Instrucciones:
[a] ¿Concuerdan con el fragmento sobre la matanza de San Bartolomé estas afirmaciones: (i) compara la matanza con lo ocurrido el 24 de agosto de 1569 en Navarreins, (ii) sostiene que la política que la llevó a cabo no tuvo apoyo del pueblo, y (iii) la sitúa después de medio siglo de guerras y masacres? Responde sí o no a cada una y cita las palabras exactas del fragmento que lo deciden.
[b] ¿Puedes reescribir el fragmento sobre la matanza de San Bartolomé empezando con "Para cualquier mente" y siguiendo hasta "sus hermanos masacrados.", con "protestantes" en lugar de "hugonotes"?

Extracto del texto:
==================================================

Para cualquier mente imparcial, en medio de esa violencia permanente, después de medio siglo de guerras y masacres, la matanza de San Bartolomé ya no es el inaudito horror que se pretende endilgarle al catolicismo como prueba irrefutable de su bárbara intolerancia. Es el homólogo del 24 de agosto de 1569 en Navarreins [toma de Orthez], y el día de las represalias por tantos otros días celebrados del mismo modo por los hugonotes. No deja por eso de ser el cumplimiento de los designios de una política perversa, pero de una política que encontró su apoyo en la exasperación de todo un pueblo, al que no tuvo más remedio que soltarle su presa, tan ansioso como estaba por vengar su religión, tanto tiempo insultada, y sus hermanos masacrados.

==================================================

Entradas de contorno de regiones:
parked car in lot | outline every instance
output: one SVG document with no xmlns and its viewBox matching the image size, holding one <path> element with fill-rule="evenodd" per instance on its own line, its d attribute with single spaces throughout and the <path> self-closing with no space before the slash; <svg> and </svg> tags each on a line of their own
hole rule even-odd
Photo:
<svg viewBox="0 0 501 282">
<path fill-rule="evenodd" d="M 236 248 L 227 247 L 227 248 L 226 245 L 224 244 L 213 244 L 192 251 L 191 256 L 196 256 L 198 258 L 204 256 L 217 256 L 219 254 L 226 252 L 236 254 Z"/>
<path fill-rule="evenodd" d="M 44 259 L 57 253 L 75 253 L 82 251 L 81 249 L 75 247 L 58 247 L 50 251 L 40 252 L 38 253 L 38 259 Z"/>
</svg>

==================================================

Respuestas escritas:
[a]
(i) Sí: "Es el homólogo del 24 de agosto de 1569 en Navarreins".
(ii) No: "una política que encontró su apoyo en la exasperación de todo un pueblo".
(iii) Sí: "después de medio siglo de guerras y masacres".

[b]
Para cualquier mente imparcial, en medio de esa violencia permanente, después de medio siglo de guerras y masacres, la matanza de San Bartolomé ya no es el inaudito horror que se pretende endilgarle al catolicismo como prueba irrefutable de su bárbara intolerancia. Es el homólogo del 24 de agosto de 1569 en Navarreins [toma de Orthez], y el día de las represalias por tantos otros días celebrados del mismo modo por los protestantes. No deja por eso de ser el cumplimiento de los designios de una política perversa, pero de una política que encontró su apoyo en la exasperación de todo un pueblo, al que no tuvo más remedio que soltarle su presa, tan ansioso como estaba por vengar su religión, tanto tiempo insultada, y sus hermanos masacrados.